**PROBLEM DESCRIPTION**
Every line of the listing must be repeated in the answer without alteration.

**MATERIAL FOR THE TASK**
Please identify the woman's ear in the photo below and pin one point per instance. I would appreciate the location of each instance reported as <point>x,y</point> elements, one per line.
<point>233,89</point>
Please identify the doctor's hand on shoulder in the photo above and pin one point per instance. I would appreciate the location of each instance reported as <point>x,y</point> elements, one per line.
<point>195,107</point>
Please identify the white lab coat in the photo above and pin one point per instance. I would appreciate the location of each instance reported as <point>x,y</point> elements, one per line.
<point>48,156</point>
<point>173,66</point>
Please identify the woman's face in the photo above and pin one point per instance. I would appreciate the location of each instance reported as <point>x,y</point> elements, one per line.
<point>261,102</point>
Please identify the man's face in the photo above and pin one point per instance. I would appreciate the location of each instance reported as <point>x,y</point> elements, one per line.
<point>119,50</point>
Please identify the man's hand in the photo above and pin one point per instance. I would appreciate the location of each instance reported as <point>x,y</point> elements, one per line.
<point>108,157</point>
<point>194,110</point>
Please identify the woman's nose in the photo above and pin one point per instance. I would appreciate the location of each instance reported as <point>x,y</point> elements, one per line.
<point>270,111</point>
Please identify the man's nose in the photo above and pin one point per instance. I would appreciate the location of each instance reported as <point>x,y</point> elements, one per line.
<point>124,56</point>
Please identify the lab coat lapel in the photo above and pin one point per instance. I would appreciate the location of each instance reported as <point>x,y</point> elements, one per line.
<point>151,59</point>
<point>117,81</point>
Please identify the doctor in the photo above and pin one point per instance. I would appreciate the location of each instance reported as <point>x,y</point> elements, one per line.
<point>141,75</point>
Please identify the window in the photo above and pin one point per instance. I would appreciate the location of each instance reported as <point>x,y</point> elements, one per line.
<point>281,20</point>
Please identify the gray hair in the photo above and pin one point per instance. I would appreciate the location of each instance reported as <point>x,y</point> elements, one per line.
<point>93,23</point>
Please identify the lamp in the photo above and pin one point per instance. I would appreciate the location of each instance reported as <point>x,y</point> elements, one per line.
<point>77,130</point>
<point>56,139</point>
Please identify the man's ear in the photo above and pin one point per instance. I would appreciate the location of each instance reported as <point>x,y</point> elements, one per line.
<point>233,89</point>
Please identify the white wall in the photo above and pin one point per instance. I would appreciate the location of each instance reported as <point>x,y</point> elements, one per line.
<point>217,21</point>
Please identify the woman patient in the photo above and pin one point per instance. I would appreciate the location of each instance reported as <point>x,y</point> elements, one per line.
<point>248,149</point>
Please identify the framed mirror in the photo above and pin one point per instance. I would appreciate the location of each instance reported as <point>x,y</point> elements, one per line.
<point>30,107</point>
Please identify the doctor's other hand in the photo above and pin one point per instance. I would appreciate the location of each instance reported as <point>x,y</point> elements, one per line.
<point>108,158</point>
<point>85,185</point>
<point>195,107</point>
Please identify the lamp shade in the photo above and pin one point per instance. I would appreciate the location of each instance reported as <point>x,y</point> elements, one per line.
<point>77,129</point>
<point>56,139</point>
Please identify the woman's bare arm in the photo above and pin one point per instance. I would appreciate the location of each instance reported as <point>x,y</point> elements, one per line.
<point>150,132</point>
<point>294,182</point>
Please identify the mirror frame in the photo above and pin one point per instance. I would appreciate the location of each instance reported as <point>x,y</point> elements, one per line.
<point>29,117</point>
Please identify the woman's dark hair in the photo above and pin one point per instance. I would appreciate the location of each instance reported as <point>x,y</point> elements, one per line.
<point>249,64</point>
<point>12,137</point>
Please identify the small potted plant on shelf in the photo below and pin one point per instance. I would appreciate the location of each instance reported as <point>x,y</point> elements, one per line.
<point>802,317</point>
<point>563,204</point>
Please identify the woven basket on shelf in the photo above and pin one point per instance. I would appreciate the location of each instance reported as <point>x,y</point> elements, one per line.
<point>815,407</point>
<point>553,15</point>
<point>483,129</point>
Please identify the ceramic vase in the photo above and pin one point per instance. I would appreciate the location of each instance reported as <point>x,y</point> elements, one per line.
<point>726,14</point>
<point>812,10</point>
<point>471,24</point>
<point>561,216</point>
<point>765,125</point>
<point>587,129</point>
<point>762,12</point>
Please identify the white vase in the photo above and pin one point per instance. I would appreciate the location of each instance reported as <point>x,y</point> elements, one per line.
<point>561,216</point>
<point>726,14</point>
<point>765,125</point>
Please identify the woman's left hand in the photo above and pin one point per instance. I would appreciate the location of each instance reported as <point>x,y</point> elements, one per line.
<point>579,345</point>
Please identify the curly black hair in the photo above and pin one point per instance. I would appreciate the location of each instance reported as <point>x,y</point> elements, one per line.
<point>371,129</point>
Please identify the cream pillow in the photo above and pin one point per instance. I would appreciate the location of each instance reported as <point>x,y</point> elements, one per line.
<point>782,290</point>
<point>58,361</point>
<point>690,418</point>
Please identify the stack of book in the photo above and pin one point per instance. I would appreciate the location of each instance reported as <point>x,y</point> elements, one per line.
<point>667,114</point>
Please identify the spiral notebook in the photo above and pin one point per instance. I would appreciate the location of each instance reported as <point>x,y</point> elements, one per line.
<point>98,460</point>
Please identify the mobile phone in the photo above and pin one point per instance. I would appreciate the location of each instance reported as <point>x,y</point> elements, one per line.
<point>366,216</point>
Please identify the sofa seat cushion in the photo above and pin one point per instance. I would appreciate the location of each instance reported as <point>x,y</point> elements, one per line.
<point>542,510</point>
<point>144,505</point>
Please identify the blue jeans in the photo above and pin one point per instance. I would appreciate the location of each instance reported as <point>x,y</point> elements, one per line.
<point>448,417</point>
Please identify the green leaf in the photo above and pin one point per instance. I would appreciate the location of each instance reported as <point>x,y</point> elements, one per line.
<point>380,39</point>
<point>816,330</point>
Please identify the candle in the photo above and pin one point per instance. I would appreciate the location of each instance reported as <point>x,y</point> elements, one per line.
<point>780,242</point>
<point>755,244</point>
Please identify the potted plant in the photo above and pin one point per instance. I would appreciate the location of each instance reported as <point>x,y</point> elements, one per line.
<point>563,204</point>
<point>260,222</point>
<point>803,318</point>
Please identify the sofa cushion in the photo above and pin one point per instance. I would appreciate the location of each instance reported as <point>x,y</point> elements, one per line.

**ANSWER SECTION**
Please identify the woman's ear in the photo below and pin one point per instance. I would appreciate the location of each instance reported as <point>x,y</point> elements, one per line.
<point>233,89</point>
Please identify the doctor's hand on shoulder in the photo above and pin one point per instance. I would appreciate the location of each instance reported as <point>x,y</point> elements, one per line.
<point>195,107</point>
Please identify the white lab coat in the photo above and pin one point per instance. I would appreciate the location of each instance reported as <point>x,y</point> elements, one per line.
<point>48,156</point>
<point>173,66</point>
Please identify the woman's face in the photo above and pin one point per instance. I would appreciate the location of each instance reported as <point>x,y</point> elements, one per line.
<point>261,102</point>
Please identify the man's face in the photo above and pin one point per instance. I would appreciate the location of each instance reported as <point>x,y</point> elements, one per line.
<point>119,50</point>
Please identify the man's hand in the photo above and pin one point per instance. I would appreciate the location of each instance reported as <point>x,y</point> elements, one per line.
<point>108,157</point>
<point>194,110</point>
Please identify the woman's nose in the photo above and pin one point per instance. I would appreciate the location of each instance reported as <point>x,y</point> elements, one per line.
<point>270,111</point>
Please identify the man's nose in the photo above and pin one point per instance. I would appreciate the location of each instance reported as <point>x,y</point> elements, one per line.
<point>124,56</point>
Please identify the lab coat lapel in the photo above and pin one point per instance. I would appreciate the location of each instance reported as <point>x,y</point> elements, one per line.
<point>151,59</point>
<point>117,81</point>
Please identify the doctor in the photo above and pin one point per instance. I would appreciate the location of each instance reported as <point>x,y</point> elements, one per line.
<point>141,75</point>
Please identify the window in the photo above and pin one point per instance. I would appreciate the location of each instance reported as <point>x,y</point> elements, one per line.
<point>281,20</point>
Please identify the gray hair in the photo above and pin one point per instance. I would appreciate the location of each instance reported as <point>x,y</point> elements, one per line.
<point>93,23</point>
Please identify the lamp in the photo above and pin one point per instance. I would appreciate the location of each instance reported as <point>x,y</point> elements, one per line.
<point>77,130</point>
<point>56,139</point>
Please identify the man's ear in the photo above and pin one point per instance. I would appreciate the location of each instance reported as <point>x,y</point> elements, one per line.
<point>233,89</point>
Please identify the white wall in the photo above and pin one point per instance. I would appreciate the location of each instance reported as <point>x,y</point> elements, one per line.
<point>217,21</point>
Please identify the woman patient in the photo above and pin one point per instance. I would appreciate the location of each instance reported as <point>x,y</point> elements, one per line.
<point>248,149</point>
Please identify the framed mirror in the photo above and pin one point per instance. I would appreciate the location of each instance reported as <point>x,y</point> elements, one per line.
<point>30,107</point>
Please identify the doctor's other hand in the photo above and pin one point per instance. I would appreciate the location of each instance reported as <point>x,y</point> elements, one per line.
<point>108,158</point>
<point>85,185</point>
<point>195,107</point>
Please identify the lamp shade in the photo above and pin one point per instance. I would appreciate the location of each instance reported as <point>x,y</point> elements, one per line.
<point>77,129</point>
<point>56,139</point>
Please identify the woman's bare arm in the photo above and pin one point per instance. I would appreciate the location of each instance reported as <point>x,y</point> elements, one per line.
<point>150,132</point>
<point>294,182</point>
Please identify the mirror frame in the photo above and pin one point per instance. I would appreciate the location of each instance reported as <point>x,y</point> elements, one per line.
<point>29,117</point>
Please identify the woman's dark hair in the photo above and pin one point per instance. I would appreciate the location of each instance reported as <point>x,y</point> elements, one per line.
<point>249,64</point>
<point>12,137</point>
Please identify the small potted plant on shelf in the photo below and pin one point per instance. I would appreciate the location of each instance reported as <point>x,y</point> elements, one per line.
<point>802,317</point>
<point>563,204</point>
Please identify the woven basket on shelf in the photo above and pin one point per instance. I would appreciate the location of each instance reported as <point>x,y</point> elements, one per line.
<point>815,407</point>
<point>553,15</point>
<point>483,129</point>
Please identify the ceramic vase in the photo above and pin one point per instance. I would appreciate the location of each instance reported as <point>x,y</point> elements, one per line.
<point>726,14</point>
<point>812,10</point>
<point>471,24</point>
<point>561,216</point>
<point>765,125</point>
<point>587,129</point>
<point>762,12</point>
Please identify the white vase in the photo above and pin one point per instance. I would appreciate the location of each instance reported as <point>x,y</point> elements, one per line.
<point>561,216</point>
<point>726,14</point>
<point>765,125</point>
Please identify the woman's left hand in the photo above and pin one point per instance. I would appreciate the location of each instance reported as <point>x,y</point> elements, one per line.
<point>579,345</point>
Please identify the curly black hair in the photo above and pin one point per instance. I would appreciate the location of each instance reported as <point>x,y</point> elements, one per line.
<point>371,129</point>
Please identify the cream pillow in the photo above and pin one point per instance. I would appreciate the location of each instance reported as <point>x,y</point> elements, one per line.
<point>782,290</point>
<point>58,361</point>
<point>690,418</point>
Please identify the stack of book in the photo above and pin one point per instance. I would appreciate the location of each instance reported as <point>x,y</point> elements, one per line.
<point>667,114</point>
Please identify the spiral notebook in the photo above and pin one point per instance. I would appreciate the location of each instance reported as <point>x,y</point> elements, one per line.
<point>98,460</point>
Please identify the mobile phone in the photo above and pin one point per instance. I would appreciate the location of each instance reported as <point>x,y</point> elements, one per line.
<point>366,216</point>
Please identify the sofa seat cushion in the photo above and pin one point per instance. I would appreciate the location of each instance reported as <point>x,y</point> elements, one per line.
<point>542,510</point>
<point>144,505</point>
Please identify the blue jeans in the photo above and pin one point per instance. I would appreciate the location of each instance reported as <point>x,y</point> elements, one per line.
<point>448,417</point>
Please identify the green leaf in the photo above and pin one point per instance. I would appreciate the location of each instance reported as <point>x,y</point> elements, one per line.
<point>380,39</point>
<point>816,330</point>
Please identify the candle in the photo above and pin one point per instance. I would appreciate the location of each instance reported as <point>x,y</point> elements, one per line.
<point>780,242</point>
<point>755,244</point>
Please identify the potted plant in the photo above and pin one point per instance. I would appreciate the location of each instance reported as <point>x,y</point> elements, one per line.
<point>563,204</point>
<point>260,222</point>
<point>803,318</point>
Please identify the sofa cushion in the photo above and pin one point per instance. I would appreciate the location of each instance reported as <point>x,y</point> elements, one per line.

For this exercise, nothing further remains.